#### Exercise task
Find every line below that contains the word "green" and copy each one in full.

—————

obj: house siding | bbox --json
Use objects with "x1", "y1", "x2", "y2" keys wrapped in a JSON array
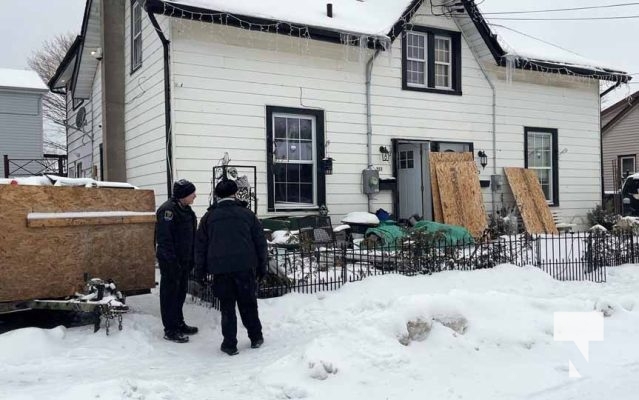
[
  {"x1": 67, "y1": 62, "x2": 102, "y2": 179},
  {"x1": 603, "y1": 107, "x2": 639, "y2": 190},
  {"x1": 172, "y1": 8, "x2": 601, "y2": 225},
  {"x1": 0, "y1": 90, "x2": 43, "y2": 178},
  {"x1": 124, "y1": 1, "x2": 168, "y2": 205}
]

—————

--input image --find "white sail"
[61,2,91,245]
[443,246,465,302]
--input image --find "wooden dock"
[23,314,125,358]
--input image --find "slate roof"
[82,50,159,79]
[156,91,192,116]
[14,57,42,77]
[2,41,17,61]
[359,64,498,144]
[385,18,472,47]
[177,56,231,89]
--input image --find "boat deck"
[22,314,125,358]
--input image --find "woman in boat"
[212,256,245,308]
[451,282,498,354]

—————

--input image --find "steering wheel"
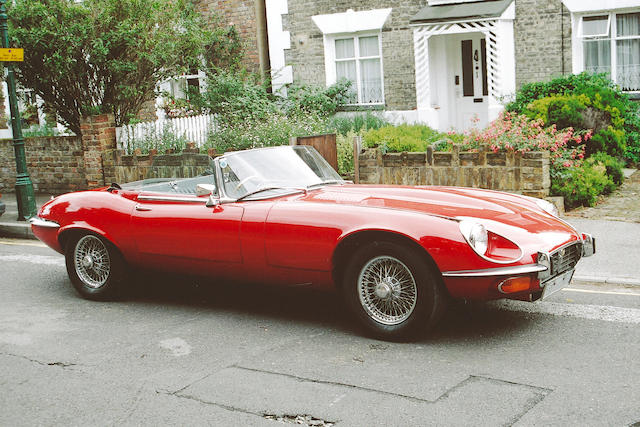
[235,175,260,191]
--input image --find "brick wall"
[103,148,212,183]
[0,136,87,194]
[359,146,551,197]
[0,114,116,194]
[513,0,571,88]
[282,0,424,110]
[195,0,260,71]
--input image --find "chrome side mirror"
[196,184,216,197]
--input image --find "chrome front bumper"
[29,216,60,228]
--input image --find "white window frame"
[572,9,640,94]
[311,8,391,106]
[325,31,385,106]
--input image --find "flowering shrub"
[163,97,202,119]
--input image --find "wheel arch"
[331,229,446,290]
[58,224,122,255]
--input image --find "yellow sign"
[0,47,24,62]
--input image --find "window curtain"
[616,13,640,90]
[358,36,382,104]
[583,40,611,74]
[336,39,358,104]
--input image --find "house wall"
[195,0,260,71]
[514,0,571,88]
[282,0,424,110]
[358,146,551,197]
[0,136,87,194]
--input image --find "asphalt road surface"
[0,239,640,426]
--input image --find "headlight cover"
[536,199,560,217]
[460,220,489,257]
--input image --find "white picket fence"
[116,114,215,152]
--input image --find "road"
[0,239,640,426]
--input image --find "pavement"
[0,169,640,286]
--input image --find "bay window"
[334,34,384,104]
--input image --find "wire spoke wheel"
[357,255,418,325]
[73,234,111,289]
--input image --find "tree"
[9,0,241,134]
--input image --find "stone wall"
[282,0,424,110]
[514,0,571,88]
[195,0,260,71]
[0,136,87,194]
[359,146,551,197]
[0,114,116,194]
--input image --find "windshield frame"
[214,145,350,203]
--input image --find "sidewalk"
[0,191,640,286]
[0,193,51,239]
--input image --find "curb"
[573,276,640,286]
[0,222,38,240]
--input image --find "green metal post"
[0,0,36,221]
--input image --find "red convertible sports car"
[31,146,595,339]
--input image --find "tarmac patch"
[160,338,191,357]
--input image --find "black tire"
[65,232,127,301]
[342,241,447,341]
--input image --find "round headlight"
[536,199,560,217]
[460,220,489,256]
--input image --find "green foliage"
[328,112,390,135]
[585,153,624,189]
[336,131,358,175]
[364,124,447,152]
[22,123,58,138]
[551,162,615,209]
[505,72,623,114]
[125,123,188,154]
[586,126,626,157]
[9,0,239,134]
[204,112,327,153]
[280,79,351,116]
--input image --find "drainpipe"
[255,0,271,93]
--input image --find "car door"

—————

#### Finished answer
--input image --find "green metal post"
--input image --find "green foliage"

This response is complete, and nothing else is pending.